TASK DESCRIPTION:
The expected output is every entry, repeated word for word.

● ● ●

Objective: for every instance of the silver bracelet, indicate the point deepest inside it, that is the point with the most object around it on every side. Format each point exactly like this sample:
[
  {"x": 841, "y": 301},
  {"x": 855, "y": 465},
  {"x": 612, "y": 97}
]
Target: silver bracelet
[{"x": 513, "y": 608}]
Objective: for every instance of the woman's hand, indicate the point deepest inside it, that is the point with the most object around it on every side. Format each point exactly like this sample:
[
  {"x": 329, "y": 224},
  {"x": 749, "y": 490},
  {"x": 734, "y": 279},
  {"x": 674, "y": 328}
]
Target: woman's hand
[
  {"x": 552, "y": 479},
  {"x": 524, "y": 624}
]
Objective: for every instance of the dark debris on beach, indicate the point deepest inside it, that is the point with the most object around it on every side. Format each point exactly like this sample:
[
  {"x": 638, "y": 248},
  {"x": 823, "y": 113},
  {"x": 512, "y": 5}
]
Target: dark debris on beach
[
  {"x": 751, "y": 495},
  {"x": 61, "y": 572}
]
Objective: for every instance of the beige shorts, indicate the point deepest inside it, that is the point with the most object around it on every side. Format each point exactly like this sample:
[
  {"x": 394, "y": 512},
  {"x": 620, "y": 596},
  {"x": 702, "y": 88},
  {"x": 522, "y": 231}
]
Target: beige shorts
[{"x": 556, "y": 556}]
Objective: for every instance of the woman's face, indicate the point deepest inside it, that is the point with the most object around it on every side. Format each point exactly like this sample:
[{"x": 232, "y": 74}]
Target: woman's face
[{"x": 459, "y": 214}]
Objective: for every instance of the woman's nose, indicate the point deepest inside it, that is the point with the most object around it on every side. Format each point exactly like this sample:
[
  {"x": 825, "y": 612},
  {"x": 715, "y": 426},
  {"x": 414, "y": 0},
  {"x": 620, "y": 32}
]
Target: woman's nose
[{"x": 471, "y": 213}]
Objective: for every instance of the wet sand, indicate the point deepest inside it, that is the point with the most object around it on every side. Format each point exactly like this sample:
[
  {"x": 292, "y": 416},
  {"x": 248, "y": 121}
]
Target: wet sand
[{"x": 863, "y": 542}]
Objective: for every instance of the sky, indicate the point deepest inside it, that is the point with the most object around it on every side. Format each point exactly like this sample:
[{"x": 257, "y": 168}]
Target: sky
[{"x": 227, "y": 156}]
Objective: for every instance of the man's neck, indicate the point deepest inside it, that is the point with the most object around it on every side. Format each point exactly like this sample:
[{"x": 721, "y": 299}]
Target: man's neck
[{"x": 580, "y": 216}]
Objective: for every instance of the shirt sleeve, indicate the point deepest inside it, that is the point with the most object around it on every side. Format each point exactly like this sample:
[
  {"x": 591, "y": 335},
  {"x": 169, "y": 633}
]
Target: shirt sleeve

● ● ●

RESULT OF THIS EXERCISE:
Objective: for every instance of the silver bracelet, indicate the point deepest inside it, that is the point with the most object around it on every side. Format each point exactly like this sample:
[
  {"x": 841, "y": 301},
  {"x": 855, "y": 465},
  {"x": 612, "y": 97}
]
Target: silver bracelet
[{"x": 513, "y": 608}]
Objective: for every instance of the woman's hand, indicate the point deepest inside it, that is the point with the most object around it on every side. Format each point exactly like this sample:
[
  {"x": 329, "y": 224},
  {"x": 749, "y": 490},
  {"x": 734, "y": 279},
  {"x": 674, "y": 328}
]
Target: woman's hand
[
  {"x": 552, "y": 479},
  {"x": 524, "y": 624}
]
Objective: for every instance of the dark debris on beach, indicate the point deepest inside it, that is the point with the most object around it on every side. Format each point exactly like this sample:
[
  {"x": 638, "y": 248},
  {"x": 823, "y": 113},
  {"x": 512, "y": 5}
]
Target: dark debris on beach
[
  {"x": 751, "y": 495},
  {"x": 61, "y": 572}
]
Objective: for every instance of the beige shorts, indicate the point deepest inside it, that is the point with the most object around it on every side. Format each point exactly like this sample:
[
  {"x": 394, "y": 512},
  {"x": 620, "y": 596},
  {"x": 702, "y": 88},
  {"x": 522, "y": 231}
]
Target: beige shorts
[{"x": 556, "y": 556}]
Objective: for every instance of the woman's face, indicate the point deepest inside it, that is the point with the most object around it on every side. Format each point exactly like this sample:
[{"x": 232, "y": 74}]
Target: woman's face
[{"x": 459, "y": 214}]
Objective: for every instance of the woman's nose, indicate the point deepest inside it, that is the point with the most object around it on every side. Format each point exactly like this sample:
[
  {"x": 825, "y": 612},
  {"x": 715, "y": 426},
  {"x": 414, "y": 0},
  {"x": 620, "y": 32}
]
Target: woman's nose
[{"x": 471, "y": 213}]
Objective: for every instance of the wet sand, indicate the point deepest inside it, that is the point with the most object around it on every side. Format each point exactly like this sample:
[
  {"x": 292, "y": 416},
  {"x": 248, "y": 121}
]
Target: wet sand
[{"x": 863, "y": 542}]
Objective: for every instance of the sky, indicate the point deepest inside it, that is the point with the most object around it on every side. Format each point exactly like this sample:
[{"x": 257, "y": 168}]
Target: sky
[{"x": 227, "y": 156}]
Objective: for every instance of the man's neck, indicate the point deepest inside it, that is the point with the most object around it on every side. Format each point exactly like this sample:
[{"x": 721, "y": 299}]
Target: man's neck
[{"x": 580, "y": 216}]
Objective: for every instance of the shirt sleeve, indicate the point deepest inside it, that is the point with the most object around it on every side. Format each point exactly like this sample:
[
  {"x": 591, "y": 335},
  {"x": 169, "y": 633}
]
Target: shirt sleeve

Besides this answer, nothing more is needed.